#### [ПРЕДОСТАВЛЕННЫЙ ОТРЫВОК]
════════════════════
У нас есть Москва, Петербург, может быть, еще Новосибирск и Нижний Новгород (представьте, что в России было бы двадцать консерваторий мирового уровня!). А в Германии в каждом городке не только проводят еженедельные концерты в церквях, но стараются построить хороший концертный зал, чтобы защитить честь города.
У них всегда адекватные цены на билеты и стопроцентная окупаемость. Конкуренция такова, что всегда можно найти недорогой зал.
— А во что «Возвращению» обходится, скажем, аренда Рахманиновского зала? — Стоимость Рахманиновского зала Консерватории раза в два превышает стоимость аналогичного Purcell-room в Лондоне. Причина — отсутствие конкурентной среды. Purcell-room мы бы окупили. Рахманиновский — в два раза дороже, чем мы можем получить с продажи билетов. Но чтобы в 2007-м выйти на такую окупаемость, придется поднять цену до 300 рублей: для нас это критическая отметка!
Я получаю в Московской консерватории как педагог 3000 рублей и понимаю, что десятая часть зарплаты за билет — огромные деньги. Мы не считаем себя вправе назначать цены, которые бывают на коммерческих концертах.
Только в России может быть установлена цена на классический концерт 30 000 рублей. Я рад, что у нас есть люди, которые могут это себе позволить; но это не те, для кого создано «Возвращение».
— Вы не ищете государственной поддержки? — Нам предоставило грант Федеральное агентство по культуре — 400 000 рублей на весь сезон, большое спасибо. Но этот грант мы не могли получить в течение двух лет. Принципиальное согласие дали в прошлом году, потом поменялись правила, они дважды говорили нам «да», потом говорили «нет», потом я с прошлого мая каждую неделю туда звонил, ходил… Я больше физически не смогу этого повторить!
════════════════════
#### [ЧТО НУЖНО СДЕЛАТЬ]
Перепишите без изменений часть отрывка о ценах на классические концерты. Начните с места, где стоят слова «Я получаю в», и остановитесь после слов «на коммерческих концертах.». Данные ниже получены из другого источника.

#### [ПРЕДСТАВЛЕННЫЕ ДАННЫЕ]
════════════════════
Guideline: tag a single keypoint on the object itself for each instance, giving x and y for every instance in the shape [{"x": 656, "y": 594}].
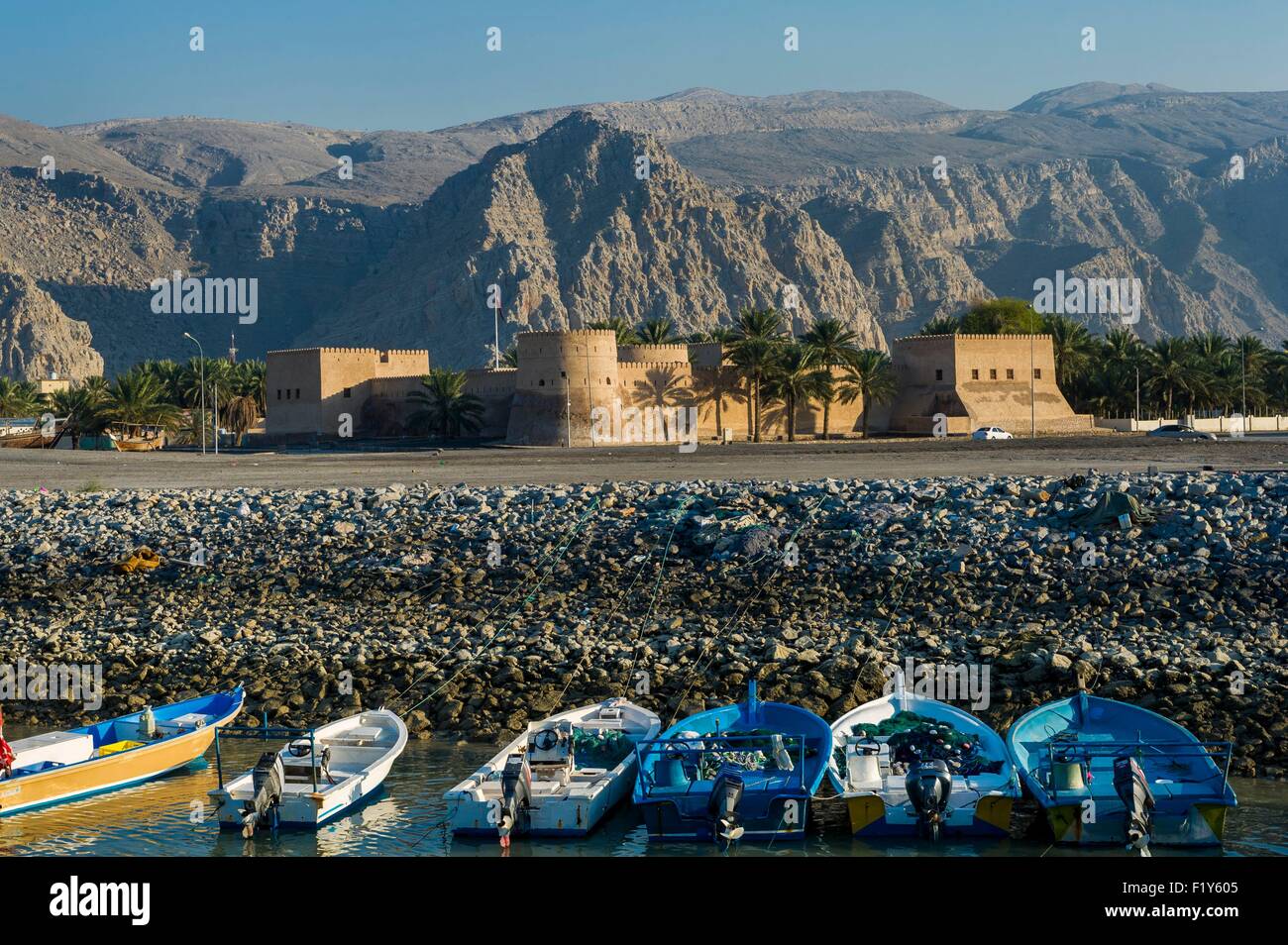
════════════════════
#### [РЕЗУЛЬТАТ]
Я получаю в Московской консерватории как педагог 3000 рублей и понимаю, что десятая часть зарплаты за билет — огромные деньги. Мы не считаем себя вправе назначать цены, которые бывают на коммерческих концертах.